(Point annotation dataset records)
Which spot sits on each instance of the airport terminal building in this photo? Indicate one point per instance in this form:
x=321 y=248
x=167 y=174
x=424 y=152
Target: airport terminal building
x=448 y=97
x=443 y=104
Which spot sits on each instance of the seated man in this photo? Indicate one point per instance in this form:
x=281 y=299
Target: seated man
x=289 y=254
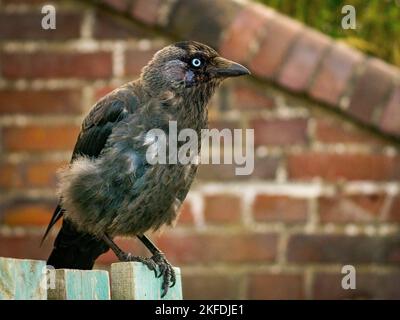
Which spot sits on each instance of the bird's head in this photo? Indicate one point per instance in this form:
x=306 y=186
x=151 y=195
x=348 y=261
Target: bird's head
x=189 y=66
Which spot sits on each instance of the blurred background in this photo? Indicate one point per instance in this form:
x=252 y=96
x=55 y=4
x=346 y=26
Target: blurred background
x=324 y=103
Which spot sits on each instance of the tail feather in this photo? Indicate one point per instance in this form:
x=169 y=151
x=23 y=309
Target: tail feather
x=74 y=249
x=58 y=213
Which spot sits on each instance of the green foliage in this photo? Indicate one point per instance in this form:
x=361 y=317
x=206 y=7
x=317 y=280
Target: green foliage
x=378 y=22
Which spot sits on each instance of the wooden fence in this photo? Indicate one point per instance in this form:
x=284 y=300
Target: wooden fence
x=22 y=279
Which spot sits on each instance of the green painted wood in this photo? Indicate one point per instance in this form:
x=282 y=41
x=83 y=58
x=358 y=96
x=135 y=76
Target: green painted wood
x=22 y=279
x=134 y=281
x=80 y=285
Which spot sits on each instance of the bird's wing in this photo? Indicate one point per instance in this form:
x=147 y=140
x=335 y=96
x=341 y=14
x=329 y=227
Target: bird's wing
x=97 y=127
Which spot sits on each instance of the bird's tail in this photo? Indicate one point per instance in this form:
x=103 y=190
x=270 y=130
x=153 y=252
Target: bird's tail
x=74 y=249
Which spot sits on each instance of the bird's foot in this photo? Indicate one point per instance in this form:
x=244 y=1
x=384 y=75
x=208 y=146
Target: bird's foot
x=165 y=269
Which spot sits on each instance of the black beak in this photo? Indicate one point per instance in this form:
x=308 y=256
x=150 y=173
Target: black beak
x=226 y=68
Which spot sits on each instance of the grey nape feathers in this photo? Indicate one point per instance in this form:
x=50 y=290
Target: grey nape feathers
x=109 y=188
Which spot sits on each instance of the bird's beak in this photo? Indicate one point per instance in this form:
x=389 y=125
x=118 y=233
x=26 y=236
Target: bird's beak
x=225 y=68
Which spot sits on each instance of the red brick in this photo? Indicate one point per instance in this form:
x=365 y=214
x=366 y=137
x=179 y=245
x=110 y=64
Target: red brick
x=370 y=89
x=279 y=208
x=119 y=5
x=186 y=216
x=28 y=214
x=224 y=124
x=40 y=102
x=390 y=120
x=303 y=60
x=264 y=168
x=319 y=248
x=394 y=213
x=57 y=65
x=352 y=208
x=209 y=26
x=147 y=11
x=244 y=31
x=246 y=98
x=222 y=209
x=42 y=174
x=28 y=26
x=106 y=27
x=329 y=131
x=369 y=286
x=137 y=59
x=217 y=248
x=343 y=166
x=37 y=138
x=334 y=74
x=280 y=34
x=276 y=286
x=280 y=132
x=211 y=287
x=10 y=176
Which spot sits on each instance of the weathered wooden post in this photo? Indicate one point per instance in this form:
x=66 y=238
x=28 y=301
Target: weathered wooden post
x=134 y=281
x=80 y=285
x=22 y=279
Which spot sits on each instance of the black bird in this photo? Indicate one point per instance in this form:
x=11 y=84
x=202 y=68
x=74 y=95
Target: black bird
x=109 y=189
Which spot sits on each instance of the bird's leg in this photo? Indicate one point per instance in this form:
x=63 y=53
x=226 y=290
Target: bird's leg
x=125 y=257
x=165 y=268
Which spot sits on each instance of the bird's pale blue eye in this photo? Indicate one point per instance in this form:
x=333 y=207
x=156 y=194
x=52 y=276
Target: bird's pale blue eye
x=196 y=62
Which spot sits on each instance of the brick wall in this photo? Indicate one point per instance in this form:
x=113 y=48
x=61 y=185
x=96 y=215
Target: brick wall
x=325 y=190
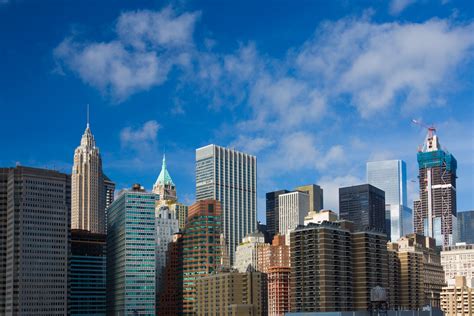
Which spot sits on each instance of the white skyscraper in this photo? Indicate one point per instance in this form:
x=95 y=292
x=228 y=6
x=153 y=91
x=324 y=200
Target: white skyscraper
x=390 y=176
x=230 y=177
x=294 y=207
x=88 y=196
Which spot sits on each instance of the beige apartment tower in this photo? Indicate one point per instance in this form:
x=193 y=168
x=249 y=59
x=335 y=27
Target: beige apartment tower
x=231 y=293
x=458 y=299
x=91 y=190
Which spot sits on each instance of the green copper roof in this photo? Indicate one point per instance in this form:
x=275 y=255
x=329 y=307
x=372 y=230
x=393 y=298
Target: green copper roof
x=164 y=177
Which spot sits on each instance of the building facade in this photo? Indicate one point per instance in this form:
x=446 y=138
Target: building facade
x=405 y=278
x=276 y=254
x=88 y=273
x=320 y=216
x=466 y=226
x=316 y=199
x=458 y=299
x=321 y=267
x=272 y=211
x=230 y=177
x=171 y=291
x=390 y=176
x=433 y=273
x=231 y=293
x=364 y=205
x=278 y=280
x=201 y=248
x=92 y=191
x=35 y=212
x=246 y=252
x=131 y=253
x=458 y=260
x=435 y=212
x=294 y=206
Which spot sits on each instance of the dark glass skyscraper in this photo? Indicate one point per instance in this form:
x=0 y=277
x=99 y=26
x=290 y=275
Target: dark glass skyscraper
x=272 y=211
x=87 y=273
x=364 y=205
x=34 y=213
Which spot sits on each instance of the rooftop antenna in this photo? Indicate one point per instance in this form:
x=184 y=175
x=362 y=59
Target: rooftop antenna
x=87 y=115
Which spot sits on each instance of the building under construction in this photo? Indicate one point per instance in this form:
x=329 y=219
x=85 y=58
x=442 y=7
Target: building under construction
x=435 y=211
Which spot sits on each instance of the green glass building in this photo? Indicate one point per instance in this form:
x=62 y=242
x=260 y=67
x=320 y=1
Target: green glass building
x=131 y=253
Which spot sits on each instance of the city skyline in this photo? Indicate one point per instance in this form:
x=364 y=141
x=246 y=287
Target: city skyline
x=134 y=126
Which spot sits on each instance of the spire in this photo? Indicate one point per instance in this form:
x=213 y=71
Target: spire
x=164 y=178
x=87 y=126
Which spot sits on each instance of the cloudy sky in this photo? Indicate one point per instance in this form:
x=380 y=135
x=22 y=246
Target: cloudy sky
x=314 y=89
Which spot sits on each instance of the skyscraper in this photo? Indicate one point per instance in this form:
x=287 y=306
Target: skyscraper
x=92 y=191
x=131 y=253
x=35 y=242
x=294 y=206
x=466 y=227
x=166 y=226
x=435 y=211
x=315 y=196
x=87 y=274
x=390 y=176
x=364 y=205
x=272 y=211
x=230 y=177
x=201 y=247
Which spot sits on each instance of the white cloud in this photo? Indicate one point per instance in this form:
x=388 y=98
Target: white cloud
x=148 y=45
x=379 y=64
x=142 y=139
x=397 y=6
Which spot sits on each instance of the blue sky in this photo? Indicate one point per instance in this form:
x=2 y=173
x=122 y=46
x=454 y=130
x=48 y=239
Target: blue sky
x=314 y=89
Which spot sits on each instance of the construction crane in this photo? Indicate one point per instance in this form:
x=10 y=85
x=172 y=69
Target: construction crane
x=431 y=129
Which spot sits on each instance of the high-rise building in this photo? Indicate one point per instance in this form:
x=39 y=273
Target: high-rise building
x=276 y=254
x=391 y=177
x=338 y=265
x=230 y=177
x=246 y=252
x=87 y=274
x=294 y=206
x=201 y=247
x=232 y=293
x=164 y=185
x=369 y=265
x=433 y=273
x=466 y=226
x=405 y=278
x=272 y=211
x=166 y=226
x=435 y=212
x=91 y=191
x=457 y=299
x=34 y=211
x=320 y=216
x=364 y=205
x=278 y=281
x=458 y=260
x=315 y=196
x=131 y=253
x=321 y=266
x=171 y=292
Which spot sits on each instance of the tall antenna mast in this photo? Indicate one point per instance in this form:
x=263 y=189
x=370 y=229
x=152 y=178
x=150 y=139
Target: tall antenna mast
x=87 y=115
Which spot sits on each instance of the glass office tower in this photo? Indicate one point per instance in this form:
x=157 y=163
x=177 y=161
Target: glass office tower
x=230 y=177
x=131 y=246
x=390 y=176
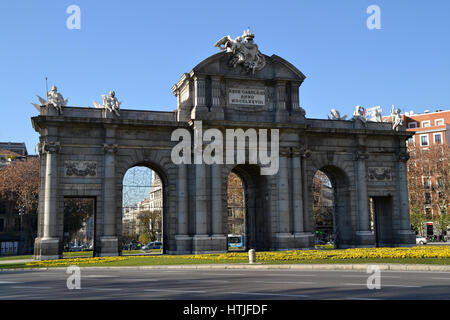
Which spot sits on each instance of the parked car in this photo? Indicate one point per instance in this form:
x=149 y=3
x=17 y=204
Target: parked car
x=421 y=240
x=156 y=245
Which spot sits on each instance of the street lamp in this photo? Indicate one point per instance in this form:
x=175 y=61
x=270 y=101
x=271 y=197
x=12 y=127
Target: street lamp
x=21 y=244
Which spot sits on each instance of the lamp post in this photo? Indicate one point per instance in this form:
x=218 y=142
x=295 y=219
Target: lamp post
x=21 y=244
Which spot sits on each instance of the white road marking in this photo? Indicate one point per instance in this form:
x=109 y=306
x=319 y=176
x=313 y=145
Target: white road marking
x=293 y=275
x=99 y=276
x=30 y=287
x=270 y=294
x=203 y=280
x=382 y=285
x=366 y=276
x=362 y=299
x=100 y=289
x=174 y=290
x=224 y=274
x=283 y=282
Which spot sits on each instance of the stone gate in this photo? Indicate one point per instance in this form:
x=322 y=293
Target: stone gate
x=85 y=152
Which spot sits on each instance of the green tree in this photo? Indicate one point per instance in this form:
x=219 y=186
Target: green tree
x=418 y=219
x=441 y=222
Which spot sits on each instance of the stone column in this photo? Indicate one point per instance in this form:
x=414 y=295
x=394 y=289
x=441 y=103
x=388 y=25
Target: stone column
x=200 y=110
x=364 y=235
x=183 y=240
x=407 y=236
x=305 y=154
x=284 y=235
x=201 y=239
x=217 y=210
x=283 y=192
x=219 y=239
x=216 y=109
x=182 y=200
x=50 y=241
x=281 y=111
x=306 y=238
x=363 y=201
x=297 y=192
x=109 y=241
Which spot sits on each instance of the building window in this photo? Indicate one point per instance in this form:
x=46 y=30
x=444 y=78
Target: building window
x=426 y=182
x=424 y=140
x=427 y=198
x=17 y=224
x=437 y=138
x=426 y=124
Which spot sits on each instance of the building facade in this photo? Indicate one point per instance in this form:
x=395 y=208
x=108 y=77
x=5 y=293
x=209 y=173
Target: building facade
x=428 y=168
x=242 y=94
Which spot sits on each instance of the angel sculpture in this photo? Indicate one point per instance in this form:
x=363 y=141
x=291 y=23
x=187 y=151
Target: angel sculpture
x=376 y=116
x=244 y=53
x=397 y=120
x=54 y=98
x=359 y=114
x=110 y=103
x=335 y=115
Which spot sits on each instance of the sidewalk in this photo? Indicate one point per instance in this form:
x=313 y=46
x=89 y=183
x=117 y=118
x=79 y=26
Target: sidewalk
x=15 y=261
x=257 y=266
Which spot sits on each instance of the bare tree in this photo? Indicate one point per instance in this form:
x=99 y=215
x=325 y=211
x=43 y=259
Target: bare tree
x=429 y=186
x=19 y=182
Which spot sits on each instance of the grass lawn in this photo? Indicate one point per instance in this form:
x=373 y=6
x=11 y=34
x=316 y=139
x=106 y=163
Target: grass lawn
x=175 y=260
x=439 y=255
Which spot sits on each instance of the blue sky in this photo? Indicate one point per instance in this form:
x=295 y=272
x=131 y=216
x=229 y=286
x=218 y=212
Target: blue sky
x=141 y=48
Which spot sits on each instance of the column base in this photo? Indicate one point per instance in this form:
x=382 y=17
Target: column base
x=183 y=244
x=209 y=244
x=406 y=238
x=46 y=249
x=365 y=239
x=285 y=241
x=108 y=247
x=304 y=240
x=200 y=113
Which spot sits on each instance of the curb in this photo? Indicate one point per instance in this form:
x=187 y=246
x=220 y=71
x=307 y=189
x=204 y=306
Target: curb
x=386 y=267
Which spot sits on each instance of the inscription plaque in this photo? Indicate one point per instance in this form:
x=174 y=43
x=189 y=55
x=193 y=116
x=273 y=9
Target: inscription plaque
x=249 y=97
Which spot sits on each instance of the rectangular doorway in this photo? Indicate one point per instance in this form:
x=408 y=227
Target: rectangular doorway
x=79 y=226
x=381 y=209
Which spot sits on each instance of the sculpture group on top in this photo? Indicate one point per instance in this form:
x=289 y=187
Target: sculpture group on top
x=55 y=99
x=361 y=114
x=110 y=103
x=243 y=53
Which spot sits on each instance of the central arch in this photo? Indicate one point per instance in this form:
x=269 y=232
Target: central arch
x=343 y=233
x=154 y=200
x=256 y=211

### [Goal]
Convert the lines of the records from the one containing "Which spot sits on each instance of the grey" through the one containing "x=109 y=188", both included, into a Markdown table with the columns Row and Text. Number each line in Row, put the line itself in Text, and skip any blank lines.

### [Answer to this exercise]
| Row | Text |
|---|---|
| 1 | Which spot sits on each instance of the grey nape feathers in this photo? Indicate one point per instance in this form: |
| 2 | x=50 y=290 |
| 3 | Target: grey nape feathers |
| 4 | x=109 y=188 |